- _EXTRAIT DU TEXTE_
⟨
×
Parcourir

Est-ce que L’Exode est un mythe ?

L’exode des Israélites hors d’Égypte est un récit majeur auquel il est fait référence tout au long de la Bible et qui est connu de millions de personnes de par le monde. Mais beaucoup se demandent si l’exode a réellement eu lieu, du fait de l’absence présumée de preuves archéologiques et du scepticisme général quant à la fiabilité historique des récits bibliques. Il est souvent considéré comme un mythe ou une construction légendaire faite de morceaux de différents événements historiques qui s’étendent sur des périodes diverses, le tout mêlé en un seul récit.

Papyrus Brooklyn ©Titus Kennedy

L’un des arguments couramment avancés contre l’existence d’un exode historique est qu’il n’y aurait que peu ou pas de preuves d’un tel événement. Cependant, les preuves archéologiques et historiques attestent de la fiabilité du récit biblique de l’exode et de l’installation en Canaan.

Les Hébreux en Égypte

Le premier élément de cette histoire capitale est l’affirmation selon laquelle les Hébreux se sont installés en Égypte et y ont résidé pendant de nombreuses générations. D’une manière générale, les découvertes archéologiques montrent clairement que les Sémites de Canaan ont migré en Égypte et se sont installés dans la région nord-est du delta du Nil (Goshen), comme en témoignent des formes spécifiques de poterie, des coutumes funéraires, des outils et des armes, des inscriptions, des documents historiques, une race de mouton levantine, des peintures murales et même des divinités importées.

En outre, il existe des preuves au sujet de la présence en Égypte avant l’exode de personnes pouvant être spécifiquement identifiées comme des Hébreux. Une liste égyptienne d’esclaves domestiques sur le Papyrus Brooklyn 35.1446, probablement originaire de Thèbes et datant approximativement du 17ᵉ siècle avant J.-C., contient les noms de plus de 30 Sémites, auxquels, comme à Joseph, ont été donnés de nouveaux noms égyptiens (Gen. 41:45).1

Voici certains des noms hébreux figurant sur ce papyrus :

Nom hébreu sur le Papyrus Brooklyn Référence dans l’Écriture
Shiphrah Exode 1:15
‘Aqoba (Jacob/Yaqob) Genèse 25:26
Dawidi-huat (David) 1 Samuel 16:13
Esebtw (“herb”) Deutéronome 32:2
Hayah-wr (Eve) Genèse 3:20
Menahema (Menahem) 2 Rois 15:14
Ashera (Ascher) Genèse 30:13
Sekera (Issacar) Genèse 30:18
Hy’b’rw (Hébreu) Genèse 39:17

 

D’autres noms associés aux Hébreux ­- Jacob-El (Yaqub) sur des scarabées (NdT : bijoux sacrés) provenant de divers endroits et peut-être Jesse (Yushay) sur un ostracon (NdT : tesson de poterie utilisé pour écrire ou dessiner) de Deir el-Bahri ­- ont été trouvés en Égypte dans des contextes antérieurs à l’exode.
⟩
- _EXTRAIT DE DONNÉES_
⟨
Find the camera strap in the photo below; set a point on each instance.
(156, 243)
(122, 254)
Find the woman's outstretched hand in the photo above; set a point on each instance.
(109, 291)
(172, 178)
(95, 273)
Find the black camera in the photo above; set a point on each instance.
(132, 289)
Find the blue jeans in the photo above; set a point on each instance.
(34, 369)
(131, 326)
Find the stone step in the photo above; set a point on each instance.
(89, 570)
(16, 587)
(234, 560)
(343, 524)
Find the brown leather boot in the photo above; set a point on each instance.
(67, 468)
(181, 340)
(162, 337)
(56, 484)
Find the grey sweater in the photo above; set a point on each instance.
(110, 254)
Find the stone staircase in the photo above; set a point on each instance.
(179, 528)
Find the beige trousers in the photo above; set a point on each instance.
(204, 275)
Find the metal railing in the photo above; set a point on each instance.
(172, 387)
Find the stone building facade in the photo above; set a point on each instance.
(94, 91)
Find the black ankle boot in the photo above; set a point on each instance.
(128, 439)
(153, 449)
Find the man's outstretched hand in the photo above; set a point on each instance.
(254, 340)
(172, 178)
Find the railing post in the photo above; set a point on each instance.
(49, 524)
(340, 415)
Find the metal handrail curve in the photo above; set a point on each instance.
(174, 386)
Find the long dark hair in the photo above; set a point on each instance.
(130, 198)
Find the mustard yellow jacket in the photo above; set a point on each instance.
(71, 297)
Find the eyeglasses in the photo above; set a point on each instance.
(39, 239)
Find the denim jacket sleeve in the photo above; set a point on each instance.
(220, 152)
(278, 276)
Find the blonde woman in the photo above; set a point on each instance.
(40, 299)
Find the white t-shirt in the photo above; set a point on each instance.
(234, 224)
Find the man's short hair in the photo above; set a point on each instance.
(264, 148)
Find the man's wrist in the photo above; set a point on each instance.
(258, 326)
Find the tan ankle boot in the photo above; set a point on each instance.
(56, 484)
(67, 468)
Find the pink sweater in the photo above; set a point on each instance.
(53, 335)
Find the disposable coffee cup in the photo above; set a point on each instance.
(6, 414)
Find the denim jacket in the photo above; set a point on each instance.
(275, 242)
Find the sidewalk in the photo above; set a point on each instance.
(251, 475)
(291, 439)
⟩
- _EXERCICE 1_
D'après le texte sur l'exode, de quel siècle date approximativement le Papyrus Brooklyn 35.1446 ?
- _EXERCICE 2_
Relevez chaque ligne des enregistrements où figure le mot « metal ».

- _CORRIGÉ DÉTAILLÉ 1_
Il date approximativement du 17ᵉ siècle avant J.-C.

- _CORRIGÉ DÉTAILLÉ 2_
Find the metal railing in the photo above; set a point on each instance.
Find the metal handrail curve in the photo above; set a point on each instance.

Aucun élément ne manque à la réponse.